§ Elenco compiti:
A) Elenca tutte le persone indicate per nome e cognome nel testo sulla petizione a Rutelli.
B) In base al testo sulla petizione a Rutelli, rispondi brevemente:
(i) Quanti lettori dichiara di avere l'autore?
(ii) Quale carica ricopre il destinatario della petizione?
(iii) Di quale testata sono i lettori di cui si cita la mancata reazione nel forum?
C) Trascrivi fedelmente il brano del testo sulla petizione a Rutelli compreso tra "Questa è la" e "Enzo Mazza .", estremi inclusi.

§ Testo fornito:
“Vedi la foresta?”. No, non ci riesco, ci sono tutti quegli alberi in mezzo”.
Questa è la situazione in cui si sono probabilmente trovati molti dei miei 17 lettori che hanno letto la petizione realizzata da Leonardo Chiariglione al ministro dei Beni Culturali Francesco Rutelli. La petizione, sottoscritta da un numero sorprendente di firmatari, tra cui anche persone la cui presenza mi ha stupito, è stata commentata in maniera più o meno critica sia da Paolo Nuti che da Enzo Mazza .
Ma quello che mi ha convinto della necessità di questo breve commento, la cartina di tornasole, è stata la reazione, anzi la mancata “reazione” (per quello che puo’ valere) dei lettori di Punto Informatico nel forum dell’articolo, unita alla (spero momentanea) latitanza di entità come no1984.org .

§ Dati forniti:
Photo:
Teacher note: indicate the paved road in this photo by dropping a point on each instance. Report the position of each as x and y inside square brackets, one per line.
--
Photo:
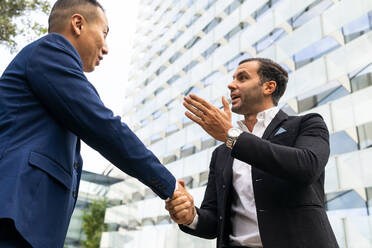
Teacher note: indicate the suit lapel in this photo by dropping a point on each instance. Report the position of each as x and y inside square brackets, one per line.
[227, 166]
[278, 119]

§ Risposte ai compiti:
A)
Leonardo Chiariglione
Francesco Rutelli
Paolo Nuti
Enzo Mazza

B)
(i) 17.
(ii) Ministro dei Beni Culturali.
(iii) Punto Informatico.

C)
Questa è la situazione in cui si sono probabilmente trovati molti dei miei 17 lettori che hanno letto la petizione realizzata da Leonardo Chiariglione al ministro dei Beni Culturali Francesco Rutelli. La petizione, sottoscritta da un numero sorprendente di firmatari, tra cui anche persone la cui presenza mi ha stupito, è stata commentata in maniera più o meno critica sia da Paolo Nuti che da Enzo Mazza .